* [Objective 1] Pick out every line of the entries that contains the string "window", and note that case counts.
— Start of Supplied passage —
Moreover, our Supreme Court has emphasized that

[i]n addition to the statutory mandate that the [Appellate Practice Act] be “liberally construed so as to bring about a decision on the merits of every case appealed and to avoid ․ refusal to consider any points raised therein” (OCGA § 5-6-30), the legislature, in enacting OCGA § 5-6-48 (f), has imposed on the appellate courts a statutory duty to discern what errors an appellant is attempting to articulate.

(Emphasis supplied.) Felix v. State, 271 Ga. 534, 538 (523 SE2d 1) (1999). According to our Supreme Court, “[a] principal objective of the Act was to get away from the harsh practice of treating every minor departure from prescribed procedures as a jurisdictional defect on the same level as a violation of the Bill of Rights.” (Citation and punctuation omitted.) Id. at 535.

Here, Clark's notice of appeal identified the order being appealed as the “Final Order on Rau's Petition for Modification of Custody and Child Support.” Moreover, although she did not specifically cite to OCGA § 19-9-3 in her appellate brief, Clark repeatedly complained that the trial court did not properly consider the relevant statutory provisions before making the custody change. Among other things, she argued that the trial court did not follow the “[Georgia Code] points that are the criteria in determining what is in the children's best interest.” Clark then named each of the factors in OCGA § 19-9-3 (a) (3) that the trial court may consider in determining the best interest of the child, including the nurturance and safety of the child in the home environment, the recommendation of a court appointed custody evaluator or guardian ad litem, history of family violence, parents' criminal history, and the well being of the child. See OCGA § 19-9-3 (a) (3) (A)-(Q). She asserted that the trial court's decision to change custody was not supported by any of these factors. The brief of appellant therefore repeatedly and quite clearly makes the argument that the trial court “never considered” the statutory provisions that are to guide a trial court's consideration of the best interests of the child. Thus, Clark's notice of appeal and appellate brief reflect what judgment is being appealed from and what errors Clark is attempting to articulate, thereby authorizing our review of the trial court's custody order for application of the proper legal standard.
— End of Supplied passage —
— Start of Input records —
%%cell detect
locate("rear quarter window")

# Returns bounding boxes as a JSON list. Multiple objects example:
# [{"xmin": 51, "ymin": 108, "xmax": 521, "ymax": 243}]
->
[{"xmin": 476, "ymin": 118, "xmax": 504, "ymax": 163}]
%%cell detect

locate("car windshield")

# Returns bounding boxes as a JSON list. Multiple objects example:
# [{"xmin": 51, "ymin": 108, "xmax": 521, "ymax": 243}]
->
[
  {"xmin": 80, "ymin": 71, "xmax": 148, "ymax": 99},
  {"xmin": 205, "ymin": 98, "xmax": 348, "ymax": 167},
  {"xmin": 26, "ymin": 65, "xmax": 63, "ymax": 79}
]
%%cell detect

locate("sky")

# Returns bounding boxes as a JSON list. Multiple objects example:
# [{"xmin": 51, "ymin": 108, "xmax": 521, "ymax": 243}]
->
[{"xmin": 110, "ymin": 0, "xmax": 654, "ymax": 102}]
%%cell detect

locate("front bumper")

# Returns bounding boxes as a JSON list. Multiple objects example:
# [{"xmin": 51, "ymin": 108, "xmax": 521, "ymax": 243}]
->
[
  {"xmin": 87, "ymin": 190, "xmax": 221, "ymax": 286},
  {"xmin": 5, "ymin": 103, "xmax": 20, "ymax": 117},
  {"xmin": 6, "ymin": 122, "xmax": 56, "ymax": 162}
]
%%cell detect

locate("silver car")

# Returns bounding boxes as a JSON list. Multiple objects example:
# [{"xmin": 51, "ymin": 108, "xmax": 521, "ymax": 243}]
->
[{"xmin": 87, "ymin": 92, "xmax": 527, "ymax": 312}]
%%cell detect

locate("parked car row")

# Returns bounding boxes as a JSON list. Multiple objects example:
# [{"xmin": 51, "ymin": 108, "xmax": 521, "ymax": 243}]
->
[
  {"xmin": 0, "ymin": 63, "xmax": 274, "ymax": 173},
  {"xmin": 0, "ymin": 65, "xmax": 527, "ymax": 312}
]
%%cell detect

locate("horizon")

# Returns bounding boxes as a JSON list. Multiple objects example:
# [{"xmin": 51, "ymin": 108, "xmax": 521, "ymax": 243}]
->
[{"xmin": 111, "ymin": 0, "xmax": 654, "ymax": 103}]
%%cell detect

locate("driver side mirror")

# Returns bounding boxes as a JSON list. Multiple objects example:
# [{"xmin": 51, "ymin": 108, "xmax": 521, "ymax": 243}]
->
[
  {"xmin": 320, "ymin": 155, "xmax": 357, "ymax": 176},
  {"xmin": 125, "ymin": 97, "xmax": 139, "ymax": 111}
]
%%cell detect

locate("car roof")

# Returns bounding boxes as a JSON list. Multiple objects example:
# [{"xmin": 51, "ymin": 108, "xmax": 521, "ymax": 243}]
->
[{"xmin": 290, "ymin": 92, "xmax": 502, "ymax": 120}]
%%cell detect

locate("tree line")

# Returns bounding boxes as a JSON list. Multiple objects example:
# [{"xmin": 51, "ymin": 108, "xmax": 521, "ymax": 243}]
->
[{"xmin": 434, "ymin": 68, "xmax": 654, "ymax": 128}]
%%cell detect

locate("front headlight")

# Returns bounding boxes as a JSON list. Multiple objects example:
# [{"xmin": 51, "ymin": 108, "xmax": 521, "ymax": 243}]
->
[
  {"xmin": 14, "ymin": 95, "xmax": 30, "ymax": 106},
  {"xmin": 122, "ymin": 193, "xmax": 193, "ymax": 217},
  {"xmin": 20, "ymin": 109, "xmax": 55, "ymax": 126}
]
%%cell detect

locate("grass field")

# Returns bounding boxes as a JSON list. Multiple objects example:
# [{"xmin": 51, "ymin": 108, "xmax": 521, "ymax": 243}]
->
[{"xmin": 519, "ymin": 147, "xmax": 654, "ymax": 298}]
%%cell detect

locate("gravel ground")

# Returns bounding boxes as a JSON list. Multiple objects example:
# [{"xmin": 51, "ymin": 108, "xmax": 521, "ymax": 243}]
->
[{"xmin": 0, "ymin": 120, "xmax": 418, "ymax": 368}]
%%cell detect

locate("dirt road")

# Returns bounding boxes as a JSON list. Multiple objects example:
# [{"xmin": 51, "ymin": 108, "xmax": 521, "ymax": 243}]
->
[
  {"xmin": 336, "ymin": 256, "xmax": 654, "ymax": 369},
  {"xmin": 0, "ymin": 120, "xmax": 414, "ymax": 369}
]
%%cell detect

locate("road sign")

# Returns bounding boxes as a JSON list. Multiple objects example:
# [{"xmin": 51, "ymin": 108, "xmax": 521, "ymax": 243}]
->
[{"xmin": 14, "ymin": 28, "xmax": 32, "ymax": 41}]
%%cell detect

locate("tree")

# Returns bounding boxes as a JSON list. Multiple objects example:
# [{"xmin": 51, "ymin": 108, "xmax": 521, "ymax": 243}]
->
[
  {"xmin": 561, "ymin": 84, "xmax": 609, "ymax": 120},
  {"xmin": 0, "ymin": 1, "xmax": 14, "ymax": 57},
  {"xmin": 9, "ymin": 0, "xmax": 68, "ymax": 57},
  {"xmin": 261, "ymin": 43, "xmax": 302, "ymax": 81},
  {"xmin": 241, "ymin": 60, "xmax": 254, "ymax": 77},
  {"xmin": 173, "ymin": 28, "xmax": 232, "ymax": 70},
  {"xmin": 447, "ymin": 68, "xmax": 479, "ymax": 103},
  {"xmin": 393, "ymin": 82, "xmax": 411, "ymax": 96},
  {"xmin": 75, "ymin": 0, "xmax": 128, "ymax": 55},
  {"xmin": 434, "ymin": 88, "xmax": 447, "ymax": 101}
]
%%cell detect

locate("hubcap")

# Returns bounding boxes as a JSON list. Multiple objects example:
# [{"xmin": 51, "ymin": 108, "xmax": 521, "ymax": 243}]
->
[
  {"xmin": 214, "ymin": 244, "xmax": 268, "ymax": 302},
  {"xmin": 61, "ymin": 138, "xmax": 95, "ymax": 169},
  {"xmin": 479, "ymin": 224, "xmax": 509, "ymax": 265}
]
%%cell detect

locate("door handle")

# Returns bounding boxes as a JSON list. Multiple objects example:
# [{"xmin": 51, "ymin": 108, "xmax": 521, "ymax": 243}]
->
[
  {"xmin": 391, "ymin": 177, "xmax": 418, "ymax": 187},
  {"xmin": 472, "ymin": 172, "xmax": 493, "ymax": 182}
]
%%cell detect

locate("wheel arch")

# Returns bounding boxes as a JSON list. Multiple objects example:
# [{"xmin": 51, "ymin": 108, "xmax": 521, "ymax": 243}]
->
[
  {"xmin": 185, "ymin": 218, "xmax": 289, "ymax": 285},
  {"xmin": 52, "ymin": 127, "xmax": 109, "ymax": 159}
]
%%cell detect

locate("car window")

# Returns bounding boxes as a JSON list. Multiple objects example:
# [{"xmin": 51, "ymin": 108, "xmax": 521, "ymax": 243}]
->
— End of Input records —
* [Objective 2] Rewrite the passage on the Appellate Practice Act from "[i]n addition to" to "attempting to articulate.", substituting "reviewing courts" for "appellate courts".

* [Task result 1]
locate("rear quarter window")
locate("car window")

* [Task result 2]
[i]n addition to the statutory mandate that the [Appellate Practice Act] be “liberally construed so as to bring about a decision on the merits of every case appealed and to avoid ․ refusal to consider any points raised therein” (OCGA § 5-6-30), the legislature, in enacting OCGA § 5-6-48 (f), has imposed on the reviewing courts a statutory duty to discern what errors an appellant is attempting to articulate.